- Work to be completed -
Reproduce only the lines from the line containing "dark background, one" to the end of the entries below, including both of those lines.

_ _ _ _ _

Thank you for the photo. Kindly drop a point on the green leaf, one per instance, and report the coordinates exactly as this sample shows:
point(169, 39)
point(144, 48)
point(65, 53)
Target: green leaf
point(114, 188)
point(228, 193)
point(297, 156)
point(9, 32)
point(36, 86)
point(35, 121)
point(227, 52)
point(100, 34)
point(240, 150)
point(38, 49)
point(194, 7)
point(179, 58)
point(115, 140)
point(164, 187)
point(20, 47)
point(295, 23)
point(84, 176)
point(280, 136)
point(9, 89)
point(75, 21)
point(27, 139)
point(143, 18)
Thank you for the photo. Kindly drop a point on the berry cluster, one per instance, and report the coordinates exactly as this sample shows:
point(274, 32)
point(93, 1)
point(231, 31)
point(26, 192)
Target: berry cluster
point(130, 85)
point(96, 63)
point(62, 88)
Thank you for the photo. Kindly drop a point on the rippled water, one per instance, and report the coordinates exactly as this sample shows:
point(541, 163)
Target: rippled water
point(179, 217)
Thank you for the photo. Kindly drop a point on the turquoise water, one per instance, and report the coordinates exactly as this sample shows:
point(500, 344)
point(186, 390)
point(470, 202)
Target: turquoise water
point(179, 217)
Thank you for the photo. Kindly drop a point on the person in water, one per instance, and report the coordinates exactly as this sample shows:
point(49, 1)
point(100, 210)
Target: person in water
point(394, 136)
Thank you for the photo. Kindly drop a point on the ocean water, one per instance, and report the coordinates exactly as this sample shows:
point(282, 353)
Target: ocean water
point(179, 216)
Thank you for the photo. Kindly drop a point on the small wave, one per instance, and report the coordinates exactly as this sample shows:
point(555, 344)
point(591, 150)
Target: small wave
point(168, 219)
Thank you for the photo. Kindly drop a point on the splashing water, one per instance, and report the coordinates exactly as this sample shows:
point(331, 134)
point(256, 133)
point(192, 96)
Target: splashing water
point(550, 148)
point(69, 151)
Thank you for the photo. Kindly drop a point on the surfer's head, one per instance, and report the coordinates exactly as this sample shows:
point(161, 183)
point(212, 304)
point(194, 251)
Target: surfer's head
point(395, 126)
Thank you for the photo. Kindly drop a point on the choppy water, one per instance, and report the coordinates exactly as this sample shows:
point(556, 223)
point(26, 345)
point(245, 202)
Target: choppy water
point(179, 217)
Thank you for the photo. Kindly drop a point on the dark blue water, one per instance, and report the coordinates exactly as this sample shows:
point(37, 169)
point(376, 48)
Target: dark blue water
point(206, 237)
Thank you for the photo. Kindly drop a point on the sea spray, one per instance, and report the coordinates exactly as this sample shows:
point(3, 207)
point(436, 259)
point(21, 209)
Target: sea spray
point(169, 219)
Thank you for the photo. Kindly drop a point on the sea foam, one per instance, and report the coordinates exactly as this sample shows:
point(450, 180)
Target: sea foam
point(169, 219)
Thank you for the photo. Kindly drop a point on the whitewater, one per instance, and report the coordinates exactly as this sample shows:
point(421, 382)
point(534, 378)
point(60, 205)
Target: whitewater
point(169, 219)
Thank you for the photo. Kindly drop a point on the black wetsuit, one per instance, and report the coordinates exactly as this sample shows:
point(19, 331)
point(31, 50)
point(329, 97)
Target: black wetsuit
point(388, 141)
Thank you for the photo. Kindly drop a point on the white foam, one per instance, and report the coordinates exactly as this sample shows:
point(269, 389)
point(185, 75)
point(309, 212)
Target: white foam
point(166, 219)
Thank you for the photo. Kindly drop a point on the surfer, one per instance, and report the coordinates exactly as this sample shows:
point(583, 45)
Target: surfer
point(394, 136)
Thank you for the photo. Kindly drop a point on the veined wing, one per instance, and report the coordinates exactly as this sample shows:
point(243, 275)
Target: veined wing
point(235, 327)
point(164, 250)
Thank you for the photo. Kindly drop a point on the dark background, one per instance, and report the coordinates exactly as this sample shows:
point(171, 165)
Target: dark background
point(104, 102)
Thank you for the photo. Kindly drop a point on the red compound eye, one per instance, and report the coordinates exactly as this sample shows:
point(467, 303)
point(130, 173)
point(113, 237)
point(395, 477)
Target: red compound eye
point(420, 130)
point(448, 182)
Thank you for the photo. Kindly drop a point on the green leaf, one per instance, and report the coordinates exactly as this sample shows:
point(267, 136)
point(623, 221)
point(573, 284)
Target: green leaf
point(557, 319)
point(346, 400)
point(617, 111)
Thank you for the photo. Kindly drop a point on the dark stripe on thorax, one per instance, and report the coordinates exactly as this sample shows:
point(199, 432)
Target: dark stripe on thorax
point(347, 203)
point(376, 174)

_ _ _ _ _

- Result for this task -
Thank you for the photo. Kindly drop a point on the dark background, one per instance, and report the coordinates exactly as this sample shows:
point(171, 165)
Target: dark background
point(104, 102)
Thank you for the photo. Kindly drop a point on the red compound eye, one per instance, and report the coordinates exactly as this sample shows:
point(467, 303)
point(130, 173)
point(113, 237)
point(395, 477)
Target: red compound eye
point(420, 130)
point(448, 182)
Thank you for the photo. Kindly drop a point on the green leaf, one per instance, and report the coordinates exactly as this sample shows:
point(267, 136)
point(623, 221)
point(573, 284)
Target: green leaf
point(557, 319)
point(346, 400)
point(617, 111)
Thank you for the photo. Kindly drop a point on the dark stripe on thorax, one per instance, and report the coordinates exactly as this sample shows:
point(199, 432)
Target: dark stripe on thorax
point(347, 203)
point(376, 174)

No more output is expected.